TEXT PASSAGE Start Marker

One year later, let’s restore government to its proper role


March 24, 2021 11:38AM

As we reach the one-year mark of the beginning of the COVID-19 pandemic, it’s an important time to reflect on what has happened. This past year has been one of dramatic and disastrous expansion of government power by both political parties. Tennessee is making great strides in fighting the pandemic and jumpstarting our economic recovery. But there is plenty of work to do in order to restore government to its proper role in our lives.

Tennessee legislators are pursuing a number of reforms that would address both state and local executive power during long-term emergencies like the pandemic. They are addressing the massive problem of unelected, unaccountable bureaucrats imposing restrictions or mandates on citizens. For example, existing state law automatically makes a violation of any new rule adopted by a local health department a Class C misdemeanor. This is how a board of unelected individuals can impose mask mandates and force businesses to close. These boards were never intended to have this level of power, and they never should again. While health departments should have their voices heard, these decisions should ultimately be left to elected officials who are accountable to voters. One legislative proposal would require any such health department regulation to be approved by the elected county mayor before having the force of law.

TEXT PASSAGE End Marker
EXTRACTED ENTRIES Start Marker

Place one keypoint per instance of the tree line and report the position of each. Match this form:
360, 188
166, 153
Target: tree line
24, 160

EXTRACTED ENTRIES End Marker

EXERCISE — Extend the commentary on restoring government's proper role after the pandemic, starting right after its final sentence and keeping its voice.

OUTPUT OF THE TASK —
Other proposals would curb the power of governments to close businesses generally. Proposals include prohibiting local governments from categorizing businesses as “essential” versus “nonessential.” These designations have created tremendous equity issues for businesses across the world during the pandemic, unnecessarily forced many businesses to close, and cost countless people their jobs. Other solutions would simply allow businesses to remain open as long as they could protect the health and safety of their employees and customers. With these approaches, we can ensure that we protect both lives and livelihoods. As we have repeatedly said, it’s not one or the other; we must do both.

While the proposals on curbing government power vary, it is refreshing to see the discussion heat up in the legislature. As a sunny spring emerges, so too should the restoration of our freedoms after a year-long period of darkness.